### What to produce
From the line with "column 333, row 309" through the line with "column 556, row 155", repeat the entries verbatim, both end lines included, and add nothing.

*** Opening of Information provided ***

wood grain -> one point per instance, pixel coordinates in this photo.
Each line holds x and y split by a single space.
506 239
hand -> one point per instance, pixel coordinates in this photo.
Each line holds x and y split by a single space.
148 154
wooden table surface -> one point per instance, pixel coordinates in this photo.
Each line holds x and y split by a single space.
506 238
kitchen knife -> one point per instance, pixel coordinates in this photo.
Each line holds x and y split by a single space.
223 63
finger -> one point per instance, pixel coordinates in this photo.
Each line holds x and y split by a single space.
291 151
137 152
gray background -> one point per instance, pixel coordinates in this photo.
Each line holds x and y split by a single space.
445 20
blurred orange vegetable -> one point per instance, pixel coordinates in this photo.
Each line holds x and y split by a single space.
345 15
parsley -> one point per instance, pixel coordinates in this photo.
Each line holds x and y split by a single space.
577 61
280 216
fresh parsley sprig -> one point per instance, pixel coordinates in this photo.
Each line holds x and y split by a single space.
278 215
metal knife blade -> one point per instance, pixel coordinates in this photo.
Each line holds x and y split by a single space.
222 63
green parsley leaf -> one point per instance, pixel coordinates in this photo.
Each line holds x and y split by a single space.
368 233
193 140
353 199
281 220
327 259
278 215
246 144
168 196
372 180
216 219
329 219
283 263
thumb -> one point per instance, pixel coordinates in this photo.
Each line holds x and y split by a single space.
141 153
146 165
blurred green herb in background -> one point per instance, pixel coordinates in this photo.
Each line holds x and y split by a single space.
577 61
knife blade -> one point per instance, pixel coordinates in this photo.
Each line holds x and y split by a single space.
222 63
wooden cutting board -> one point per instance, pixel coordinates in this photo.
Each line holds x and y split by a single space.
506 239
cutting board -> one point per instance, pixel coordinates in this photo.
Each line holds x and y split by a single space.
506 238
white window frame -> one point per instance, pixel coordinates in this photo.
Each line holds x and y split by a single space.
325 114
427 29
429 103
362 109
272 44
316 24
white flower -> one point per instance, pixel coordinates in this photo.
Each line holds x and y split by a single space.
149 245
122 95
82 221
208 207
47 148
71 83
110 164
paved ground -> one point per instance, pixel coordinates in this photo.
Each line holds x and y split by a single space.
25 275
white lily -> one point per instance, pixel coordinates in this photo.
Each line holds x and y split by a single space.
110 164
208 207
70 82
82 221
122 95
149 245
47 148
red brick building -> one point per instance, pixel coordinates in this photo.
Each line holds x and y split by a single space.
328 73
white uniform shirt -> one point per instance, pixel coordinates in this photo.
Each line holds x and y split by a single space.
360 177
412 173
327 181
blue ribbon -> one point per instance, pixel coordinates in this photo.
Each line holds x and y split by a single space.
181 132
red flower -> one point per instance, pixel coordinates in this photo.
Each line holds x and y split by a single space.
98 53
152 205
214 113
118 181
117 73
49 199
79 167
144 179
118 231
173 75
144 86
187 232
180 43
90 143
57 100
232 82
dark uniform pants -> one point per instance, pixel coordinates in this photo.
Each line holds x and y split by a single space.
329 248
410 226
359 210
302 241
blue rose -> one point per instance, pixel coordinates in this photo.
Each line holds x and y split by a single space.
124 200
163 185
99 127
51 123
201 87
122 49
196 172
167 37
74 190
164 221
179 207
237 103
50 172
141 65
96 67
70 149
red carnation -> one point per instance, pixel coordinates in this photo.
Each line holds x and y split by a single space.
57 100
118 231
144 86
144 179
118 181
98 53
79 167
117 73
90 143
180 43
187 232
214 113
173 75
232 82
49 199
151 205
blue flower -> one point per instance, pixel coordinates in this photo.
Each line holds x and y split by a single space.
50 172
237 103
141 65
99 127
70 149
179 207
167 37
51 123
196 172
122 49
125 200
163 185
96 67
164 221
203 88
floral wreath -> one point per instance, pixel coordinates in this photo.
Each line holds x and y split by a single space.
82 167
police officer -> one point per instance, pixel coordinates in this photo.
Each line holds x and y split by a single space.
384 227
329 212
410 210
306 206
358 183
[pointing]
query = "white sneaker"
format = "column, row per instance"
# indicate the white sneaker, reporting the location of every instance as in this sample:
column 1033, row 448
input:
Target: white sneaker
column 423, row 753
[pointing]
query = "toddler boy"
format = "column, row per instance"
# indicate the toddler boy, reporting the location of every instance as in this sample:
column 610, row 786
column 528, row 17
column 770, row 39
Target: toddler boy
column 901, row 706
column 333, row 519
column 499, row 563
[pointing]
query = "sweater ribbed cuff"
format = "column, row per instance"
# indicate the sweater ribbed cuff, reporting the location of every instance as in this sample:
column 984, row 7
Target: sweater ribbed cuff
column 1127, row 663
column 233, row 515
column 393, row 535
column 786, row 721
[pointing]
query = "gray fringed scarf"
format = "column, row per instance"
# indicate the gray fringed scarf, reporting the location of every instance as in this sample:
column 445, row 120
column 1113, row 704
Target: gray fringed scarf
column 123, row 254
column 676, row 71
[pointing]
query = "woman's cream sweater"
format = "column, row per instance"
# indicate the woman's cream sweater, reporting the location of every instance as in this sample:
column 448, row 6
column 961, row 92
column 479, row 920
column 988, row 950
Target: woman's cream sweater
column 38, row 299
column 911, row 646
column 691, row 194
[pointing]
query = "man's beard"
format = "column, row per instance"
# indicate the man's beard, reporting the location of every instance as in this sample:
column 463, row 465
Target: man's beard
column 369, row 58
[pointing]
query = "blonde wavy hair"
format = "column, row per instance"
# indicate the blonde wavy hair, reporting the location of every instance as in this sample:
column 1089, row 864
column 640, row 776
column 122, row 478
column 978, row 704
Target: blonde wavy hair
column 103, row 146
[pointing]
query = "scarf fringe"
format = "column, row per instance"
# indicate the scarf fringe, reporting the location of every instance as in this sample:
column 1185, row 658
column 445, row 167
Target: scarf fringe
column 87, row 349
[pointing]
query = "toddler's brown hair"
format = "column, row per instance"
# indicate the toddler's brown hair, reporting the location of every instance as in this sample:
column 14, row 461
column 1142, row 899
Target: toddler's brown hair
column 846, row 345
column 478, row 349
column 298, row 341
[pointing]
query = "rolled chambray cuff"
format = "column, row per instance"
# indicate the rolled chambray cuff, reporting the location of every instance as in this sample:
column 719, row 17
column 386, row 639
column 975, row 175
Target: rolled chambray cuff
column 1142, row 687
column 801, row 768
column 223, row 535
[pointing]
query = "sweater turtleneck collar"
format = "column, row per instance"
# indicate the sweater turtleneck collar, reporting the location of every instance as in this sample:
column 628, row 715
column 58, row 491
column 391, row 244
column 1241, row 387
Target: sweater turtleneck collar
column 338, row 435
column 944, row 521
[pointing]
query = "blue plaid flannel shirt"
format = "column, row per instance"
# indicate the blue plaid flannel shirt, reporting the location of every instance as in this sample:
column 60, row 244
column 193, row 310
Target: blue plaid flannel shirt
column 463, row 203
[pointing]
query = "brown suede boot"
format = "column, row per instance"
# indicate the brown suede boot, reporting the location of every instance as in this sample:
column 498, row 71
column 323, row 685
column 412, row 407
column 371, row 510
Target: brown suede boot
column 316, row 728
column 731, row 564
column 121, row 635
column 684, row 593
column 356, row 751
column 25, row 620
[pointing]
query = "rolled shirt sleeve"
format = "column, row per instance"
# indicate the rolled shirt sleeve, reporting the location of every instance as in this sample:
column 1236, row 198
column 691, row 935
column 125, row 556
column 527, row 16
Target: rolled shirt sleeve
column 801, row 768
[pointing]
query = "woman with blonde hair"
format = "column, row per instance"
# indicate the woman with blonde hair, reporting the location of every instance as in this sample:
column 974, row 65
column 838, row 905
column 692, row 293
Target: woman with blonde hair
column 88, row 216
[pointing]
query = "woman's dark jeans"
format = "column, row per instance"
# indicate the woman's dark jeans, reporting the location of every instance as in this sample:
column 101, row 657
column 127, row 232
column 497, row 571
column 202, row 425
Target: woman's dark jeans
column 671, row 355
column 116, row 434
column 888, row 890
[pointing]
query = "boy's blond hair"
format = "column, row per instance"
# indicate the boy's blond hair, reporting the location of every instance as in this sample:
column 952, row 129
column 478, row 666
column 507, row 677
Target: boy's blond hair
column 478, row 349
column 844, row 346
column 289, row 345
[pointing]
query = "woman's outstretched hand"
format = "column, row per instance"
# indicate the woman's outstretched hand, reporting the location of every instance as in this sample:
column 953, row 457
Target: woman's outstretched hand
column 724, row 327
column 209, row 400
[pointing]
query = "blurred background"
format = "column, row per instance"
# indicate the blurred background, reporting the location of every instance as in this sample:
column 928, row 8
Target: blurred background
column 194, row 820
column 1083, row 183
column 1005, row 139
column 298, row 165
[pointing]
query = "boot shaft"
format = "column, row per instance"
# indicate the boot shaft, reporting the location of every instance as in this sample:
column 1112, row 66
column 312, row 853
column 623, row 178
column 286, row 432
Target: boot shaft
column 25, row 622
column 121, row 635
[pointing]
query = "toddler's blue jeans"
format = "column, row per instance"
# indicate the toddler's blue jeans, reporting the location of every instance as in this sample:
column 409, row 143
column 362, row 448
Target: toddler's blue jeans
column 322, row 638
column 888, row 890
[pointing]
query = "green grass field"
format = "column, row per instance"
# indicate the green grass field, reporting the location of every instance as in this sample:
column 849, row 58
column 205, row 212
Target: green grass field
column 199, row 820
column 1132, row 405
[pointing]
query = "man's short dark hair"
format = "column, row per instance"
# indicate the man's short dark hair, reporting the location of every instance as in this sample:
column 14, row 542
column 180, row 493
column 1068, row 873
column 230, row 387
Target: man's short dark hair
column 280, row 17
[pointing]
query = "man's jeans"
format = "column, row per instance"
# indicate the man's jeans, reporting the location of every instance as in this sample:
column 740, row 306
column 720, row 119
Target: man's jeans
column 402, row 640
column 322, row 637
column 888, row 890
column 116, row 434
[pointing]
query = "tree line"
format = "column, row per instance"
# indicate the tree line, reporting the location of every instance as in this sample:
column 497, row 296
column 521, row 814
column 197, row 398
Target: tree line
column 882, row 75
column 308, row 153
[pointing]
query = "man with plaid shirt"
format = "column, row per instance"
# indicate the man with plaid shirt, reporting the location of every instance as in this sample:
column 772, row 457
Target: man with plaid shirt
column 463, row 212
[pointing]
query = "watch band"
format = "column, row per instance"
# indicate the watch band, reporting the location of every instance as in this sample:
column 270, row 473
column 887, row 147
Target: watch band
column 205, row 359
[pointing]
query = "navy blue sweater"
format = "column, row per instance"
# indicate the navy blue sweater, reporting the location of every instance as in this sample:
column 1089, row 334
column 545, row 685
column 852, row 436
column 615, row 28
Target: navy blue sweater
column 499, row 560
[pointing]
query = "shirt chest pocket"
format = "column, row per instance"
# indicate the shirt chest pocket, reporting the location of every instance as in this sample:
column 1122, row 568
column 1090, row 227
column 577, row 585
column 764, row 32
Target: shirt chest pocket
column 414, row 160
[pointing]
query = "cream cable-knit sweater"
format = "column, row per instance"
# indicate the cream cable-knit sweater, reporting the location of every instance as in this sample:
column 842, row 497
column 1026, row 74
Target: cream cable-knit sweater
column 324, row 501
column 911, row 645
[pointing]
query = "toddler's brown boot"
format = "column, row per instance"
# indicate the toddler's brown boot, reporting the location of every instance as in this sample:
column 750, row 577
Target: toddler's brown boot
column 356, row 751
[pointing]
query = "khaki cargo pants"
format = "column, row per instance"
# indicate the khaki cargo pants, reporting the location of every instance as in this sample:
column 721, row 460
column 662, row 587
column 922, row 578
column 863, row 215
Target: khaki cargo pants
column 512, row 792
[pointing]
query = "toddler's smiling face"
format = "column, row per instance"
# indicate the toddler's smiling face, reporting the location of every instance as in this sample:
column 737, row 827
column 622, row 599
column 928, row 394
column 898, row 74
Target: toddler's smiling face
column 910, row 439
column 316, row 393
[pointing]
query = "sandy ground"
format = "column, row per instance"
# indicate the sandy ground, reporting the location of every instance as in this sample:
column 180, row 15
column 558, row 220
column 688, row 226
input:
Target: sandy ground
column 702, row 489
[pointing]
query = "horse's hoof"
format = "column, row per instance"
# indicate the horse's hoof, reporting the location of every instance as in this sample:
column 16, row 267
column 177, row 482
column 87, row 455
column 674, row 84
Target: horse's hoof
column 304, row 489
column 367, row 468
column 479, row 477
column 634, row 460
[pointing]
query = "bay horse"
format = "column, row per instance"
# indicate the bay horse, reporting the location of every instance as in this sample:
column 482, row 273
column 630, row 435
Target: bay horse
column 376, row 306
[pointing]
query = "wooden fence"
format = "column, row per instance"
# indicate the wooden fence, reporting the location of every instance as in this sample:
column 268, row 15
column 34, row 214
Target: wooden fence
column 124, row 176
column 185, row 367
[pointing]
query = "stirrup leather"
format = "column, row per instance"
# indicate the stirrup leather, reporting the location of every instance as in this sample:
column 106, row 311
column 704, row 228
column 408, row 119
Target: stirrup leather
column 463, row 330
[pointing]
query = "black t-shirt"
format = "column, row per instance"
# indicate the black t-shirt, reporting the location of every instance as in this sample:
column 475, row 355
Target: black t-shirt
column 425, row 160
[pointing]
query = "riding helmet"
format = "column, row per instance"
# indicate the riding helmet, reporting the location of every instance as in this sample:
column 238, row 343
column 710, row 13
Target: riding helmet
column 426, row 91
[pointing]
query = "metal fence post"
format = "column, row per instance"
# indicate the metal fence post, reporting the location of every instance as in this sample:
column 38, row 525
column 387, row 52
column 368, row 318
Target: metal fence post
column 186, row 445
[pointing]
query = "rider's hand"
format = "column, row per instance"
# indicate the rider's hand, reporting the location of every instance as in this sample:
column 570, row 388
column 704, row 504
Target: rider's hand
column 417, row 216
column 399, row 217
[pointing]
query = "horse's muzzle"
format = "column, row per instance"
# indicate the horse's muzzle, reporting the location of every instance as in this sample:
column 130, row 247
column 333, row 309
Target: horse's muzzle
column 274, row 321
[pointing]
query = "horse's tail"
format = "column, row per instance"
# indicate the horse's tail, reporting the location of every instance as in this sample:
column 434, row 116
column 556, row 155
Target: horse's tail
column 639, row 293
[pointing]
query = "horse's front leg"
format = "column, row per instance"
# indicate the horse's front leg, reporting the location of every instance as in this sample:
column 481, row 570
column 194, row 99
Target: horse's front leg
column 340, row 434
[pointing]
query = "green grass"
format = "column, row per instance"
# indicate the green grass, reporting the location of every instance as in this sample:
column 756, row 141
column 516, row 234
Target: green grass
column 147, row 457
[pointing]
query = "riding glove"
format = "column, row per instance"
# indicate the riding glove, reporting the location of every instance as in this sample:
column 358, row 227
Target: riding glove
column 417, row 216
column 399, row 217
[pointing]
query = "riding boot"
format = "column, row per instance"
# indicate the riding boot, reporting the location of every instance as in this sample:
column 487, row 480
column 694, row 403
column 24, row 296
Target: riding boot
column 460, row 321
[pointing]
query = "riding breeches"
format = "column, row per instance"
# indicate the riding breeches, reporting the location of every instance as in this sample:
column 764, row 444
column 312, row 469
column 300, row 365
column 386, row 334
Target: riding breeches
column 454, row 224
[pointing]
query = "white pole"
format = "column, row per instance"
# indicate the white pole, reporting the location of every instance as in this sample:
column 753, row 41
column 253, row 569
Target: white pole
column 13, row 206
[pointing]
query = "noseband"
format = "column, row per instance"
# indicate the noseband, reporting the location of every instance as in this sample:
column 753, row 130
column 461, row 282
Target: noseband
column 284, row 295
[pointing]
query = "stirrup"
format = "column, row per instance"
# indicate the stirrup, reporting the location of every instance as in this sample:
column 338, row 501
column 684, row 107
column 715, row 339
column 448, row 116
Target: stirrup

*** Close of Information provided ***

### Response to the task
column 333, row 309
Target: horse's muzzle
column 274, row 321
[pointing]
query = "horse's tail"
format = "column, row per instance"
# indicate the horse's tail, reporting the location of every instance as in this sample:
column 434, row 116
column 556, row 155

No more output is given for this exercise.